Wednesday, September 29, 2010

Truth and Jello

This post is actually part of a class assignment, and I've been putting it off for a while because I can't quite get things nailed down in my head.

The problem is that truth is like Jello.

Yes, Jello. This is an awesome metaphor that we talked about during our last class meeting. Truth is, in general, pretty solid. When you poke it hard enough, though, it wobbles and falls apart and makes a mess.

While I was in college I went through a really hard time of trying to figure out what I actually believed about God and my relationship to God as a human being and a Christian. I basically stripped everything I believed growing up and started over, carrying over some things, adapting others, and rejecting a few things completely. One of the things I have loved about seminary is having the opportunity to spend a lot of time thinking about my faith and organizing what I believe into some sort of coherence again.

Actually, it doesn't look too terribly coherent because the model I used is a web, but it's honest and I like it. Once I get pictures from my computer to be able to post to the blog again, I might put it up (the jello picture is from the internet so apparently that's ok). So when we come back to truth, the things that I hold as most true are the things at the center of my web, the things that are strongly connected to almost every other part. Those three main things are the existence of God, the person and divinity of Jesus, and love. Love is actually the most central to my faith- it's connected to every other piece of my web. And I like that, too.

__Information provided__:
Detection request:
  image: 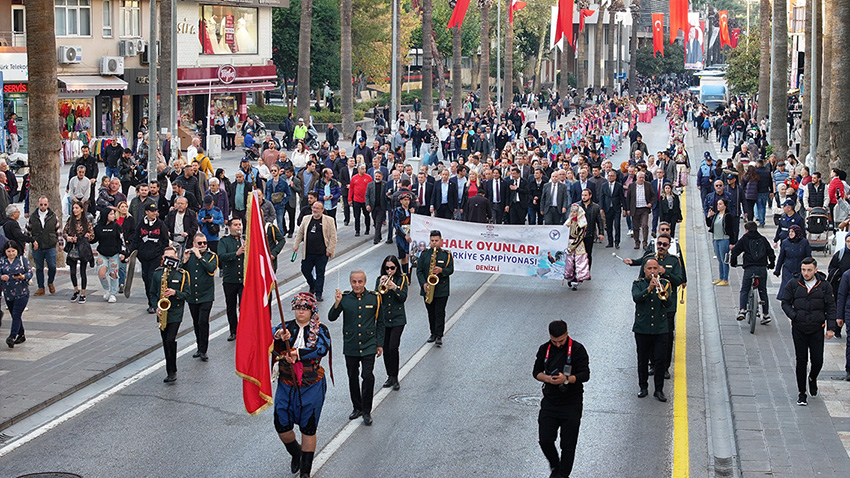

__What the exercise asks__: Copy the blog post on truth and Jello starting with "Yes, Jello. This" and going on through "of coherence again.", swapping "metaphor" for "analogy".

__Response to the exercise__:
Yes, Jello. This is an awesome analogy that we talked about during our last class meeting. Truth is, in general, pretty solid. When you poke it hard enough, though, it wobbles and falls apart and makes a mess.

While I was in college I went through a really hard time of trying to figure out what I actually believed about God and my relationship to God as a human being and a Christian. I basically stripped everything I believed growing up and started over, carrying over some things, adapting others, and rejecting a few things completely. One of the things I have loved about seminary is having the opportunity to spend a lot of time thinking about my faith and organizing what I believe into some sort of coherence again.